Records from a data collection
§ §
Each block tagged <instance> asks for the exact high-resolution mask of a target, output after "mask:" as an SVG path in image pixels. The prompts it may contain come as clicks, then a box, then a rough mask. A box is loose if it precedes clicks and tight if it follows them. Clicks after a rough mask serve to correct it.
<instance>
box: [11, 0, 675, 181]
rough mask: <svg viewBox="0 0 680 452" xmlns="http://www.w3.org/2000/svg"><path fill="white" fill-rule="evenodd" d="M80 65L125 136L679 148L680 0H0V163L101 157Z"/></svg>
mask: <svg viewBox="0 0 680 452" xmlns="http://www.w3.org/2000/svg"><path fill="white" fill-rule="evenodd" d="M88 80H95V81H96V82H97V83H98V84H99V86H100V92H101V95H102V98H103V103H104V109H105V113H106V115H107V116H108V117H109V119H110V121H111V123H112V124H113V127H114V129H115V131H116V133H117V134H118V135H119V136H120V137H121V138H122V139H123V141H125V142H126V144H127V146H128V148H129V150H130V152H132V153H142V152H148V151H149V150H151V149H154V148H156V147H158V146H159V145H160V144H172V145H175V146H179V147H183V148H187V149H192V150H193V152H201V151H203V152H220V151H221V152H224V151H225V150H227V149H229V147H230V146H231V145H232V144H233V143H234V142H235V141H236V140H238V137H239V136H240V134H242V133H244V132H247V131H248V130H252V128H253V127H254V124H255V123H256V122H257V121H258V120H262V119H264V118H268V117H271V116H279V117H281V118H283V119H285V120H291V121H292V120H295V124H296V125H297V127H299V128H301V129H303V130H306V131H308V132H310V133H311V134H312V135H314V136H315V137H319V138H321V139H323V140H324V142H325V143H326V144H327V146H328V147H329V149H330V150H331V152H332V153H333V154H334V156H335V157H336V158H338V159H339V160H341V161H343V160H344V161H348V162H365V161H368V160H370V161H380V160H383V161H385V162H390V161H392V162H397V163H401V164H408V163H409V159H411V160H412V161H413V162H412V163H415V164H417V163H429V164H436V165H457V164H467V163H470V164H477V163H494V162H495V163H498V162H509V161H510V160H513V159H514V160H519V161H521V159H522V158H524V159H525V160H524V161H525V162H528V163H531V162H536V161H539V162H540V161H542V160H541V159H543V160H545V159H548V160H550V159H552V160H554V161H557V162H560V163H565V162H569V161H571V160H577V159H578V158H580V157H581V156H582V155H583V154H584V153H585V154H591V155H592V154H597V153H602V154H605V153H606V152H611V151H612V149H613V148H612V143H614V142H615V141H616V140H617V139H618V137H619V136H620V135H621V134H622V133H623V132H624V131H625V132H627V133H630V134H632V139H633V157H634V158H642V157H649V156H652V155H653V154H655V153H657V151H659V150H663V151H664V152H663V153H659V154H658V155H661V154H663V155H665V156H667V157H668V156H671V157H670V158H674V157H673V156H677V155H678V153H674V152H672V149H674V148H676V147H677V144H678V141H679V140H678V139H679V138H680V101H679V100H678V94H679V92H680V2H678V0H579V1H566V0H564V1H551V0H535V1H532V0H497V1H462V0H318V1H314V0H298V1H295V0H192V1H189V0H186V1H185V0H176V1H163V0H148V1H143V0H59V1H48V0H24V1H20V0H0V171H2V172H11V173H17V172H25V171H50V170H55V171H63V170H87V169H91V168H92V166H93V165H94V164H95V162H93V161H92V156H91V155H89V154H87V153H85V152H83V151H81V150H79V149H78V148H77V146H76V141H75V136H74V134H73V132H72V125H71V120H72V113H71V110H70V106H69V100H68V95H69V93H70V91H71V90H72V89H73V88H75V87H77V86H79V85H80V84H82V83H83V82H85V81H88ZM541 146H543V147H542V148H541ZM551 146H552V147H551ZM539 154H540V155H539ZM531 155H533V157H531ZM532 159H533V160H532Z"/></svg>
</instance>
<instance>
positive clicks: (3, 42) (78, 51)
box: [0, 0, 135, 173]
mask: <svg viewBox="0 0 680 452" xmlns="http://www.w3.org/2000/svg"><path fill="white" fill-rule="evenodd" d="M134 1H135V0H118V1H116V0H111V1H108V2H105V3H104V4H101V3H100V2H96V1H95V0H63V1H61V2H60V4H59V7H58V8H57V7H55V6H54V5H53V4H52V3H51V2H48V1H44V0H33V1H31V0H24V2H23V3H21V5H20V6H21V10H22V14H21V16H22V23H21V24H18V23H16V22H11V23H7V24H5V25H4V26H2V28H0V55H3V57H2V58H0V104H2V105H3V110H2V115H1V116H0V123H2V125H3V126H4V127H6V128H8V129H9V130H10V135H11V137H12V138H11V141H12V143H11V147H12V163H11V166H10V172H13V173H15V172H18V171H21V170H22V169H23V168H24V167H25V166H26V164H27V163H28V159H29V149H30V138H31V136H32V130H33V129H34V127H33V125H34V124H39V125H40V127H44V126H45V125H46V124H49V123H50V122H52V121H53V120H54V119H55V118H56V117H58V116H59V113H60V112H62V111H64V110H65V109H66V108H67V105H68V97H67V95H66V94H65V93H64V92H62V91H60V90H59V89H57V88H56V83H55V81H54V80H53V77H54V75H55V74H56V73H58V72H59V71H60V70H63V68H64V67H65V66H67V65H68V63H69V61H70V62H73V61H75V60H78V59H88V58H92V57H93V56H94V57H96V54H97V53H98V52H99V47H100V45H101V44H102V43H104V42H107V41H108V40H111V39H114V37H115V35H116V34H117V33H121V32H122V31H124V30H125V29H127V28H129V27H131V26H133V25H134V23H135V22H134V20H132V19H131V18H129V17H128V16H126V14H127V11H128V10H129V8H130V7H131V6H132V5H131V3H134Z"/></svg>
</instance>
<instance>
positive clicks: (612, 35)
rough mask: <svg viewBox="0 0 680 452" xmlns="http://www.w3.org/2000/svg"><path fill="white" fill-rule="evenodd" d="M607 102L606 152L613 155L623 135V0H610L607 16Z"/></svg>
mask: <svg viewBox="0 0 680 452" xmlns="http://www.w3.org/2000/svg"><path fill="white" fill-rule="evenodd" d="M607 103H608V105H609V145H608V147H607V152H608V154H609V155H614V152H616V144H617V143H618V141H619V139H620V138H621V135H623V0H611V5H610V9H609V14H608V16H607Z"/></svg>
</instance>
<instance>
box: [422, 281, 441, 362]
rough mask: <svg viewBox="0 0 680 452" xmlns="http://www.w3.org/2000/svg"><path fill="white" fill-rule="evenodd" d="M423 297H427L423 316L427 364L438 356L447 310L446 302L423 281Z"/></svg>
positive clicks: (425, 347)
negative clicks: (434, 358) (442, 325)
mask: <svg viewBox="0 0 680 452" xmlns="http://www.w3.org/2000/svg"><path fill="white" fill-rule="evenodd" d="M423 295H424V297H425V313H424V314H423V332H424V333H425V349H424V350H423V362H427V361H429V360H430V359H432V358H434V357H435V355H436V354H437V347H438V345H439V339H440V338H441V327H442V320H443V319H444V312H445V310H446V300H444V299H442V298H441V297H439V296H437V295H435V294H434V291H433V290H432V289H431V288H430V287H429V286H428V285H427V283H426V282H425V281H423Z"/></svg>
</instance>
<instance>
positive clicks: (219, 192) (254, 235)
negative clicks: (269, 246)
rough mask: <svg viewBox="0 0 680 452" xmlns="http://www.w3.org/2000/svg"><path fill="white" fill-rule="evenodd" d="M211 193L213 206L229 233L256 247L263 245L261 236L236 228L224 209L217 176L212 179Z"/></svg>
§ §
## AIM OF THE TASK
A verbatim copy of all the entries is the expected result.

## EXERCISE SOLUTION
Each block tagged <instance> asks for the exact high-resolution mask of a target, output after "mask:" as an SVG path in image pixels. The prompts it may contain come as clicks, then a box, then a rough mask. A box is loose if it precedes clicks and tight if it follows them. Clicks after a rough mask serve to correct it.
<instance>
box: [11, 0, 675, 181]
rough mask: <svg viewBox="0 0 680 452" xmlns="http://www.w3.org/2000/svg"><path fill="white" fill-rule="evenodd" d="M80 65L125 136L679 148L680 0H0V163L101 157Z"/></svg>
mask: <svg viewBox="0 0 680 452" xmlns="http://www.w3.org/2000/svg"><path fill="white" fill-rule="evenodd" d="M88 80H95V81H96V82H97V83H98V84H99V86H100V92H101V95H102V98H103V103H104V109H105V113H106V115H107V116H108V117H109V119H110V121H111V123H112V124H113V127H114V129H115V131H116V133H117V134H118V135H119V136H120V137H121V138H122V139H123V141H125V142H126V144H127V146H128V148H129V150H130V152H132V153H142V152H148V151H149V150H151V149H154V148H156V147H158V146H159V145H160V144H172V145H175V146H179V147H183V148H187V149H192V150H193V152H201V151H203V152H220V151H221V152H224V151H225V150H227V149H229V147H230V146H231V145H232V144H233V143H234V142H235V141H236V140H238V137H239V136H240V134H242V133H244V132H247V131H248V130H252V128H253V127H254V124H255V123H256V122H257V121H258V120H262V119H264V118H268V117H271V116H279V117H281V118H283V119H285V120H291V121H292V120H295V124H296V125H297V127H299V128H301V129H303V130H306V131H308V132H310V133H311V134H312V135H314V136H315V137H319V138H321V139H323V140H324V142H325V143H326V144H327V146H328V147H329V149H330V150H331V152H332V153H333V154H334V156H335V157H336V158H338V159H339V160H341V161H343V160H344V161H348V162H365V161H368V160H370V161H380V160H383V161H385V162H390V161H392V162H397V163H401V164H408V163H409V159H411V160H412V161H413V162H412V163H415V164H417V163H429V164H436V165H457V164H467V163H470V164H477V163H494V162H495V163H498V162H509V161H510V160H513V159H514V160H519V161H521V159H522V158H524V159H525V160H524V161H525V162H528V163H531V162H536V161H539V162H540V161H542V160H541V159H543V160H545V159H548V160H550V159H552V160H554V161H557V162H560V163H565V162H569V161H571V160H577V159H578V158H580V157H581V156H582V155H583V154H584V153H585V154H591V155H592V154H597V153H602V154H605V153H606V152H611V151H612V149H613V148H612V143H614V142H615V141H616V140H617V139H618V137H619V136H620V135H621V134H622V133H623V132H624V131H625V132H627V133H630V134H632V139H633V157H634V158H642V157H649V156H652V155H653V154H655V153H657V151H659V150H663V151H664V152H663V153H659V154H658V155H661V154H663V155H665V156H667V157H668V156H671V157H670V158H674V157H673V156H677V155H678V153H674V152H672V149H674V148H676V147H677V144H678V141H679V140H678V139H679V138H680V101H679V100H678V94H679V92H680V2H678V0H579V1H566V0H564V1H551V0H535V1H532V0H497V1H462V0H318V1H314V0H298V1H295V0H192V1H189V0H186V1H185V0H176V1H163V0H148V1H143V0H59V1H48V0H24V1H20V0H0V171H2V172H11V173H17V172H25V171H50V170H55V171H63V170H87V169H91V168H92V166H93V165H94V164H95V162H93V161H92V156H91V155H89V154H87V153H85V152H83V151H81V150H79V149H78V148H77V146H76V141H75V136H74V134H73V132H72V125H71V120H72V113H71V110H70V106H69V100H68V95H69V93H70V91H71V90H72V89H73V88H75V87H77V86H79V85H80V84H82V83H83V82H85V81H88ZM541 146H543V147H542V148H541ZM551 146H552V147H551ZM539 154H540V155H539ZM531 155H533V157H531ZM532 159H533V160H532Z"/></svg>
</instance>
<instance>
positive clicks: (3, 42) (78, 51)
box: [0, 0, 135, 173]
mask: <svg viewBox="0 0 680 452" xmlns="http://www.w3.org/2000/svg"><path fill="white" fill-rule="evenodd" d="M134 1H135V0H118V1H116V0H111V1H108V2H105V3H104V4H101V3H100V2H96V1H95V0H63V1H61V2H60V4H59V7H58V8H57V7H55V6H54V5H53V4H52V3H51V2H48V1H44V0H33V1H31V0H24V2H23V3H21V5H20V6H21V10H22V14H21V16H22V23H21V24H18V23H16V22H11V23H7V24H5V25H4V26H2V28H0V55H3V57H2V58H0V104H2V105H3V110H2V115H1V116H0V123H2V125H3V126H4V127H6V128H8V129H9V130H10V135H11V137H12V138H11V141H12V143H11V147H12V163H11V166H10V172H13V173H15V172H18V171H21V170H22V169H23V168H24V167H25V166H26V164H27V163H28V159H29V149H30V138H31V136H32V130H33V129H34V127H33V125H34V124H39V125H40V127H44V126H45V125H46V124H49V123H50V122H52V121H53V120H54V119H55V118H56V117H58V116H59V113H60V112H62V111H64V110H65V109H66V108H67V105H68V97H67V95H66V94H65V93H64V92H62V91H60V90H59V89H57V88H56V83H55V81H54V80H53V77H54V75H55V74H56V73H58V72H59V71H60V70H63V68H64V67H65V66H67V65H68V63H69V61H70V62H73V61H75V60H78V59H88V58H92V57H93V56H94V57H96V54H97V53H98V52H99V47H100V45H101V44H102V43H104V42H107V41H108V40H111V39H114V37H115V35H116V34H117V33H121V32H122V31H124V30H125V29H127V28H129V27H131V26H133V25H134V23H135V22H134V20H132V19H131V18H129V17H128V16H126V14H127V11H128V10H129V8H130V7H131V6H132V5H131V3H134Z"/></svg>
</instance>
<instance>
positive clicks: (612, 35)
rough mask: <svg viewBox="0 0 680 452" xmlns="http://www.w3.org/2000/svg"><path fill="white" fill-rule="evenodd" d="M607 102L606 152L613 155L623 135V0H610L607 16Z"/></svg>
mask: <svg viewBox="0 0 680 452" xmlns="http://www.w3.org/2000/svg"><path fill="white" fill-rule="evenodd" d="M607 103H608V105H609V145H608V147H607V152H608V154H609V155H614V152H616V144H617V143H618V141H619V139H620V138H621V135H623V0H611V5H610V9H609V14H608V16H607Z"/></svg>
</instance>
<instance>
box: [422, 281, 441, 362]
rough mask: <svg viewBox="0 0 680 452" xmlns="http://www.w3.org/2000/svg"><path fill="white" fill-rule="evenodd" d="M423 297H427L423 316L427 364L438 356L447 310L446 302L423 281Z"/></svg>
positive clicks: (425, 347)
negative clicks: (434, 358) (442, 325)
mask: <svg viewBox="0 0 680 452" xmlns="http://www.w3.org/2000/svg"><path fill="white" fill-rule="evenodd" d="M423 295H424V297H425V313H424V314H423V332H424V333H425V349H424V350H423V362H427V361H429V360H430V359H432V358H434V357H435V355H436V354H437V347H438V345H439V339H440V338H441V327H442V320H443V319H444V312H445V310H446V300H444V299H442V298H441V297H439V296H437V295H435V294H434V291H433V290H432V289H431V288H430V287H429V286H428V285H427V283H426V282H425V281H423Z"/></svg>
</instance>
<instance>
positive clicks: (219, 192) (254, 235)
negative clicks: (269, 246)
rough mask: <svg viewBox="0 0 680 452" xmlns="http://www.w3.org/2000/svg"><path fill="white" fill-rule="evenodd" d="M211 193L213 206L229 233L256 247L263 245L261 236L236 228L224 209L217 176L212 179Z"/></svg>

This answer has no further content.